Extract every line of the data below and copy each one without any change.

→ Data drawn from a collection
%%

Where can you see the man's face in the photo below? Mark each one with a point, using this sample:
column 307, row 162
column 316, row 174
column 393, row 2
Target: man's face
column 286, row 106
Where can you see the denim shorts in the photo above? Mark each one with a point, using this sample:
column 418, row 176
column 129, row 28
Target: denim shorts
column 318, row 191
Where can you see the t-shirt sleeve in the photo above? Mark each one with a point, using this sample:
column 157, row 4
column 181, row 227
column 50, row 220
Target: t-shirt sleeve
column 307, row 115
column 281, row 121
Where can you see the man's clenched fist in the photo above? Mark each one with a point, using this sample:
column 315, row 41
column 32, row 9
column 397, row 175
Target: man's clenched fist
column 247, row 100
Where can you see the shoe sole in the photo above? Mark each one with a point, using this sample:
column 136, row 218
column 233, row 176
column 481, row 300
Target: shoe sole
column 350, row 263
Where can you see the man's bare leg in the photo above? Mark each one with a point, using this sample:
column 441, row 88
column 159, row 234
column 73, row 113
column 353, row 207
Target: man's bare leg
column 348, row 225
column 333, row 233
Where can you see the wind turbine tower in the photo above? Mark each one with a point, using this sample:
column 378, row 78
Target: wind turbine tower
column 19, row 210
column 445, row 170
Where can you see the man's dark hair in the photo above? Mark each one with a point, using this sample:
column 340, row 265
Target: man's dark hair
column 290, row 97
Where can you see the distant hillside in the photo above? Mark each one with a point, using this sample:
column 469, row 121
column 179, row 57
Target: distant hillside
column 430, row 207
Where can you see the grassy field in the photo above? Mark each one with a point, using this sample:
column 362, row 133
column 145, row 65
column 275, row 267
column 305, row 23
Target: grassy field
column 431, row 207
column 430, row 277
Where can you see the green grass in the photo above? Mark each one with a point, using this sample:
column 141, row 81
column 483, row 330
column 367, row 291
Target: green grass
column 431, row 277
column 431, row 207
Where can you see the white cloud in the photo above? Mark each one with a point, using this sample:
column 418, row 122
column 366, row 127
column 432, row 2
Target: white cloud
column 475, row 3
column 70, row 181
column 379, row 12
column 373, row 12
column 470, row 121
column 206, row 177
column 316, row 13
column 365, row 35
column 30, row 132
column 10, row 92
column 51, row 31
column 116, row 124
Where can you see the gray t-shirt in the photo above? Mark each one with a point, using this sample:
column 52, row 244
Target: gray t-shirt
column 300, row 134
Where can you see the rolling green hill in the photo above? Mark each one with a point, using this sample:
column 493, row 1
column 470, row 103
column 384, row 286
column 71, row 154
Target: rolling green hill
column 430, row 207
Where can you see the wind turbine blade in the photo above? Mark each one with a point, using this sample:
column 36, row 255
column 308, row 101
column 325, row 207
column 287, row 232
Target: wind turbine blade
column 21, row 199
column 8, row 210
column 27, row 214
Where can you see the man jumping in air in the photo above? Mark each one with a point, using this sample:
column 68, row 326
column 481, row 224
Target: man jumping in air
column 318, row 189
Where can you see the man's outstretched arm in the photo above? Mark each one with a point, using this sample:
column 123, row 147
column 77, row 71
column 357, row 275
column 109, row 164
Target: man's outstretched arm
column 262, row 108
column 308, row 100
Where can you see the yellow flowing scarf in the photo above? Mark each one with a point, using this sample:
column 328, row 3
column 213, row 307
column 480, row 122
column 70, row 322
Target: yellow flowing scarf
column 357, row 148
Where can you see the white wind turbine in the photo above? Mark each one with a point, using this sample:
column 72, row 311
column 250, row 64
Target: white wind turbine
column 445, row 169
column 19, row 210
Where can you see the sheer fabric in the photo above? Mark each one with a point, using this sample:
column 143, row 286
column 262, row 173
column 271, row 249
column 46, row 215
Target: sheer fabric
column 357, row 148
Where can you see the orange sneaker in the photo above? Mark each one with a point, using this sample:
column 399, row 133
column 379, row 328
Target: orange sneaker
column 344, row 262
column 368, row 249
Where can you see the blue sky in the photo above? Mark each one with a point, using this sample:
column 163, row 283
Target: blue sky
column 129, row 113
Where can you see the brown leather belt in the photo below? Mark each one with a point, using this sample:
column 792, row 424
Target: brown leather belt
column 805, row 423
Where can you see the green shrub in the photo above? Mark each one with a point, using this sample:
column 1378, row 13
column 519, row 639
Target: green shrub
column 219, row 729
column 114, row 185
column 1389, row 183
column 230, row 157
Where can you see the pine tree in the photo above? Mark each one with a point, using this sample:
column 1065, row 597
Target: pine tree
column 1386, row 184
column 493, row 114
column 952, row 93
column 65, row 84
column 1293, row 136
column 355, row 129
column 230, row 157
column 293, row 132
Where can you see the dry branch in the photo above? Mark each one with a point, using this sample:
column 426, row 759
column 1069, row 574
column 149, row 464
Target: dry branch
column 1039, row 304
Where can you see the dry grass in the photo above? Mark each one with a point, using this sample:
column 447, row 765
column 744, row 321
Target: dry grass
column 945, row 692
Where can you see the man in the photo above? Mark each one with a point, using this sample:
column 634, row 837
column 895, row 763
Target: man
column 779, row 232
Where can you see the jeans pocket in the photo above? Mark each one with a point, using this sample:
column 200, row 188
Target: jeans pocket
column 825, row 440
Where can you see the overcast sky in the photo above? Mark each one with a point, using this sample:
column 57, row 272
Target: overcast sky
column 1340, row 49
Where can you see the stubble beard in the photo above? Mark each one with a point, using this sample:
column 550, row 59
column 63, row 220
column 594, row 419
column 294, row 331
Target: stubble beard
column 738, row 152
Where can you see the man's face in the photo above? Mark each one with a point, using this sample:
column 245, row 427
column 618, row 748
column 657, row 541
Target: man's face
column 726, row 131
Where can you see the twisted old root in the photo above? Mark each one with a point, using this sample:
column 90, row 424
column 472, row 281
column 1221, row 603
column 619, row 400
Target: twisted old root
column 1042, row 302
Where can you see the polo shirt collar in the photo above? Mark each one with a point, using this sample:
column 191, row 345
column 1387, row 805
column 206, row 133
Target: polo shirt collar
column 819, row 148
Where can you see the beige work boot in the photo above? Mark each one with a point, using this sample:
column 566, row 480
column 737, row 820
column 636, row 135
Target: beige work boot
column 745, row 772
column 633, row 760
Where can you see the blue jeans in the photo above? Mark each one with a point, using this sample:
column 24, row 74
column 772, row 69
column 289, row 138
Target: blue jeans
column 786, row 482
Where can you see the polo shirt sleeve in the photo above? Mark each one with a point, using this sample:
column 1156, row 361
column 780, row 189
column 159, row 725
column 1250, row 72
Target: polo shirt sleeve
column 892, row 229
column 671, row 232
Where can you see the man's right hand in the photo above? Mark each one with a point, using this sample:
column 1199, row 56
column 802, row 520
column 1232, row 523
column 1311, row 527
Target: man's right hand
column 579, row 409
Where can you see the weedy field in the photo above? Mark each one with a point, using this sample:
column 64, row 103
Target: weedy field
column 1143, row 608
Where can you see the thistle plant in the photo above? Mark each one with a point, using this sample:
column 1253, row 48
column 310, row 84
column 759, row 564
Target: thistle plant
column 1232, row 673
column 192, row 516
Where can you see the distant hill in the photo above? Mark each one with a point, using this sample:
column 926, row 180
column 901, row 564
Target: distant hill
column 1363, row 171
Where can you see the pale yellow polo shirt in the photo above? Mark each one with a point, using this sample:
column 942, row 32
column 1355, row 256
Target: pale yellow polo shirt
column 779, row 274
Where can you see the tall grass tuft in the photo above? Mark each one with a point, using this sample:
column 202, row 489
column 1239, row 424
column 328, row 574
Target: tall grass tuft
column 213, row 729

%%

→ COMPLETE RESPONSE
Where can you see the man's face in the photo below? Mark each one with a point, using this sample:
column 307, row 162
column 316, row 174
column 393, row 2
Target: man's face
column 286, row 106
Where can you see the denim shorts in the photo above? Mark each one with a point, using this sample:
column 418, row 176
column 129, row 28
Target: denim shorts
column 318, row 191
Where can you see the t-shirt sleeve in the photo above? Mark each one with a point, using this sample:
column 157, row 4
column 181, row 227
column 50, row 220
Target: t-shirt sleeve
column 307, row 115
column 281, row 121
Where can you see the man's clenched fist in the photo above? Mark each one with a point, using this sample:
column 315, row 41
column 32, row 9
column 397, row 175
Target: man's clenched fist
column 247, row 100
Where can you see the shoe sole in the photo above? Mark each one with a point, using this sample:
column 136, row 218
column 233, row 176
column 481, row 300
Target: shoe sole
column 350, row 263
Where can you see the man's bare leg in the photo above? Mark each one with a point, using this sample:
column 441, row 88
column 159, row 234
column 73, row 113
column 353, row 207
Target: man's bare leg
column 348, row 225
column 333, row 233
Where can you see the wind turbine tower in the photo above? Mark each one with a point, using this sample:
column 378, row 78
Target: wind turbine tower
column 19, row 210
column 445, row 170
Where can you see the man's dark hair in the photo above? Mark each one with a point, using this sample:
column 340, row 265
Target: man's dark hair
column 290, row 97
Where can you see the distant hillside in the photo above? Mark each one with a point, using this sample:
column 469, row 121
column 179, row 57
Target: distant hillside
column 430, row 207
Where can you see the grassy field in the photo above? Mark each one with a point, using this sample:
column 362, row 133
column 145, row 65
column 275, row 267
column 305, row 23
Target: grassy field
column 431, row 207
column 430, row 277
Where can you see the green grass in the photo above? Mark each one with a point, using this sample:
column 141, row 81
column 483, row 330
column 367, row 291
Target: green grass
column 431, row 277
column 431, row 207
Where can you see the white cloud in the photo above? Mark each one with a point, using this sample:
column 418, row 122
column 366, row 127
column 432, row 2
Target: white cloud
column 475, row 3
column 70, row 181
column 379, row 12
column 373, row 12
column 470, row 121
column 206, row 177
column 316, row 13
column 365, row 35
column 30, row 132
column 10, row 92
column 51, row 31
column 116, row 124
Where can you see the gray t-shirt in the photo above? Mark each one with a point, using this sample:
column 52, row 244
Target: gray t-shirt
column 300, row 134
Where can you see the rolling green hill in the photo above? Mark each one with a point, using this sample:
column 493, row 1
column 470, row 103
column 384, row 286
column 71, row 154
Target: rolling green hill
column 430, row 207
Where can you see the wind turbine blade in the photo above? Mark each one with a point, using this sample:
column 36, row 255
column 308, row 101
column 325, row 207
column 287, row 232
Target: wind turbine blade
column 21, row 199
column 8, row 210
column 27, row 214
Where can you see the man jumping in air in the photo above? Mark each one with a point, using this sample:
column 68, row 326
column 481, row 224
Target: man jumping in air
column 318, row 189
Where can you see the man's outstretched arm in the photo above? Mark each one with a point, using this sample:
column 123, row 147
column 77, row 71
column 357, row 275
column 109, row 164
Target: man's outstretched arm
column 262, row 108
column 308, row 100
Where can you see the yellow flowing scarf in the photo above? Mark each one with a point, using this sample:
column 328, row 3
column 213, row 307
column 480, row 122
column 70, row 322
Target: yellow flowing scarf
column 357, row 148
Where can you see the white wind turbine in the photo above? Mark each one with a point, using this sample:
column 72, row 311
column 250, row 64
Target: white wind turbine
column 445, row 169
column 19, row 210
Where can you see the sheer fabric in the photo above? Mark each one with a point, using this sample:
column 143, row 286
column 262, row 173
column 271, row 249
column 46, row 215
Target: sheer fabric
column 357, row 148
Where can you see the orange sneaker in the photo above? Mark each one with a point, using this sample:
column 399, row 133
column 379, row 328
Target: orange sneaker
column 344, row 262
column 368, row 249
Where can you see the blue sky in the photo above? Mark each one with a point, using this sample:
column 163, row 283
Target: blue sky
column 129, row 113
Where can you see the brown leather belt in the photo below? Mark each one with a point, using this sample:
column 792, row 424
Target: brown leather belt
column 805, row 423
Where can you see the green shrub in the photo above? Mark each one with a point, using this sample:
column 1378, row 13
column 519, row 639
Target: green shrub
column 219, row 729
column 114, row 185
column 1389, row 183
column 230, row 157
Where can you see the pine tree in the photo above? Mark each one with a point, using this sample:
column 1065, row 597
Target: pine tree
column 1386, row 184
column 493, row 114
column 952, row 93
column 65, row 84
column 1293, row 136
column 355, row 129
column 230, row 157
column 293, row 132
Where can you see the dry branch in the photo above? Mark each one with a point, using this sample:
column 426, row 759
column 1069, row 574
column 149, row 464
Target: dry branch
column 1039, row 304
Where can you see the dry grass in the photo above? Mark each one with a point, using this sample:
column 447, row 765
column 744, row 321
Target: dry grass
column 945, row 692
Where can you see the man in the photo above? Mark each one with a point, using this sample:
column 634, row 837
column 895, row 763
Target: man
column 779, row 232
Where can you see the jeans pocket in the photo above? Mark each one with a point, using this sample:
column 200, row 188
Target: jeans pocket
column 825, row 440
Where can you see the overcast sky in the photo above? Mark each one with a point, using this sample:
column 57, row 272
Target: overcast sky
column 1340, row 49
Where can you see the stubble beard in the photo above? Mark each one with a point, using this sample:
column 550, row 59
column 63, row 220
column 594, row 419
column 294, row 331
Target: stubble beard
column 738, row 152
Where can you see the man's face in the photo above? Mark each one with a point, using this sample:
column 245, row 427
column 618, row 748
column 657, row 541
Target: man's face
column 726, row 131
Where can you see the twisted old root in the photo above? Mark each one with a point, using this sample:
column 90, row 424
column 472, row 281
column 1221, row 603
column 619, row 400
Target: twisted old root
column 1042, row 302
Where can you see the polo shirt collar in the photo above? Mark each one with a point, using this sample:
column 191, row 345
column 1387, row 805
column 206, row 133
Target: polo shirt collar
column 819, row 148
Where can you see the beige work boot in the photo above? Mark each one with a point, using this sample:
column 566, row 480
column 737, row 820
column 636, row 135
Target: beige work boot
column 745, row 772
column 633, row 760
Where can you see the blue jeans in the photo above? Mark each one with a point, using this sample:
column 24, row 74
column 772, row 69
column 289, row 138
Target: blue jeans
column 786, row 482
Where can you see the polo shirt sleeve in the photo above? Mark each one with a point, using this sample:
column 1156, row 361
column 780, row 189
column 159, row 725
column 1250, row 72
Target: polo shirt sleeve
column 892, row 229
column 671, row 232
Where can you see the man's right hand in the photo above? Mark each one with a point, using this sample:
column 1199, row 56
column 802, row 520
column 1232, row 523
column 1311, row 527
Target: man's right hand
column 579, row 409
Where can you see the weedy field in the photo above? Mark each one with a point, using this sample:
column 64, row 103
Target: weedy field
column 1143, row 608
Where can you see the thistle plant in the photo above? Mark each one with a point, using this sample:
column 1253, row 48
column 310, row 84
column 759, row 564
Target: thistle plant
column 1232, row 673
column 192, row 516
Where can you see the distant hill in the photo above? Mark each one with a point, using this sample:
column 926, row 180
column 901, row 564
Target: distant hill
column 1363, row 171
Where can you see the pale yellow polo shirt in the photo above? Mark each one with a point, using this sample:
column 942, row 32
column 1355, row 256
Target: pale yellow polo shirt
column 779, row 274
Where can you see the tall grass tuft in the photo above? Mark each one with a point, using this sample:
column 202, row 489
column 1239, row 424
column 328, row 574
Target: tall grass tuft
column 213, row 729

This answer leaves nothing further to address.